__Task 1__.
According to the certificate rotation text, roughly how many person-hours per year does managing and rotating certificates across the entire estate add up to?
__Task 2__.
Carry on the talk about certificate rotation, starting right after its final sentence.

I could talk a little bit about the benefits when we get to that point. But just to set this up, this customer has something like a thousand hypervisors that are running about 20,000 VMs and they're running them across cloud and on-premises estates. So running stuff in AWS, and they have I think something like 4,000 certificates that are supporting these Java-based applications in these various locations. That gives you an idea of the size. 4,000 certificates is a lot to manage, relatively speaking.

It's also a lot to manage when you have to rotate them, and you have to keep them up to date, and keep from having downtime if you have certificates that expire before you rotate them.

What their process looks like is this. Typically, they have some user, it's usually an app developer that submits a request for a new certificate because it's been a year, and I'm going to keep saying a year because that may sound weird, that's a long time to leave a certificate out there. But it just happens because it's a pain to rotate these things, especially with large environments.

So they're going to go to a portal that they use to make that request, they submit the request ticket, and somebody from DevOps is going to take care of creating that new certificate. It might be a day, it might take a couple of days. It just depends on what the backlog is. But the point is that there's human interaction there and somebody has to actually complete that task.

Now, once that's done, they're going to manually update the stores, the key stores, the trust stores, other things you update when you create a new certificate. But then it's time for the networking team to submit their request for their certificates, their leaf certificates that need to go on their load balancers and other things. And they need to do it because they're the only ones that have access. That's for security reasons. So that's what they're going to do.

Once all the certificates are created, multiple teams become involved in testing and validating to make sure that with their new certificates, everything is working from end to end. Until that happens, nothing's going to roll into production or get updated and made live. So that whole process currently with a lot of companies is taking about a week. And with this particular customer, that's how long it was taking for them when they needed to rotate things.

On top of this, if you look at in a total year's time: how much time, person-hours, are you going to spend managing and rotating certificates for your entire estate? It's going to add up to about two months a year. That's a lot of time. That's a lot of time that could be spent doing other things that might be more strategic or whatever it is, but just simply rotating certificates in a year's time.

»Modern PKI benefits

So what's the problem? The problem really is that if you think about today's world, environments, infrastructure, we're always talking about dynamic applications. We're talking about multi-cloud environments and we're talking about microservices that you're connecting to build services and applications. We have expectations of being able to do things across environments to scale up and scale down on demand. And performance expectations that don't exactly get supported very well by manual processes, people getting involved, and multiple tools.

__Recorded information__.
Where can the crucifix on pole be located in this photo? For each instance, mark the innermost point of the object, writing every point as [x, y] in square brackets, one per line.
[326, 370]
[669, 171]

__Answer 1__.
About two months a year.

__Answer 2__.
Our environments and the way we build and run applications and services and infrastructure has evolved. But I don't think the process to manage that with certificates has evolved very much. And just as a a trivial pursuit thing, if you ever go to a trivia night and it's tech trivia: Diffie-Hellman's not the one that came up with the public key, private key concept.

The British Secret Service published information on this in 1969 when it came into being. None of this went public until the nineties, of course, when the World Wide Web launched in '93 and it became a thing. And if you look at the processes and the way most companies are managing PKI right now, it really hasn't changed a whole lot since the nineties when this whole thing went public and they started managing things this way. So anyway, it's just something to keep in mind.

When we look again at this process, that's really what it represents. It's like, "Hello nineties. This is the way we're doing things and we've been stuck with it or doing that way for a while." In order to keep up with the advancements that we have in applications, cloud infrastructure, and platforms we really need a new way to do that. This needs to be more agile. It needs to be more secure.

So when you put Vault in the equation, you get the same value that you get in managing any other kind of secret. Managing PKI certificates is just another type of secret that we need to manage and actually more complicated than a lot of the static secrets management that folks are using Vault for right now.

So you get increased agility because you're taking the human error out of it and you're taking those roadblocks out of the process. You're also going to reduce the risk because you're tackling things with policies. You can apply policies that are associated with roles when you're managing your secrets. You're reducing cost because you're reducing downtime due to having expired secrets because they weren't automatically renewed and they weren't automatically deployed at the end points like they need it to be.

You're reducing outages, for the same reasons. A lot of these have similarities, but you can start to see the pattern here. You're increasing your overall security because you're creating certificates with short times to live, and you're rotating them more frequently because it's not a pain in the butt and it's not taking two months out of your entire year to do it, you're going to have certificates that don't sit out there for the entire year. So you get the idea.

»Vault PKI

What does that look like managing things with Vault? In PKI with Vault, things can happen in the matter of seconds. It's not going to take a week, it's not going to take the time it takes managing things with traditional processes. You can automate requests coming from the application into Vault — and that application, by the way, gets authenticated before it gets to Vault — to take any kind of action because you're using roles and you're using policies.

Then once again, you're going to be able to securely deploy things to the endpoint because of the security that Vault provides in the centralized controls for access management.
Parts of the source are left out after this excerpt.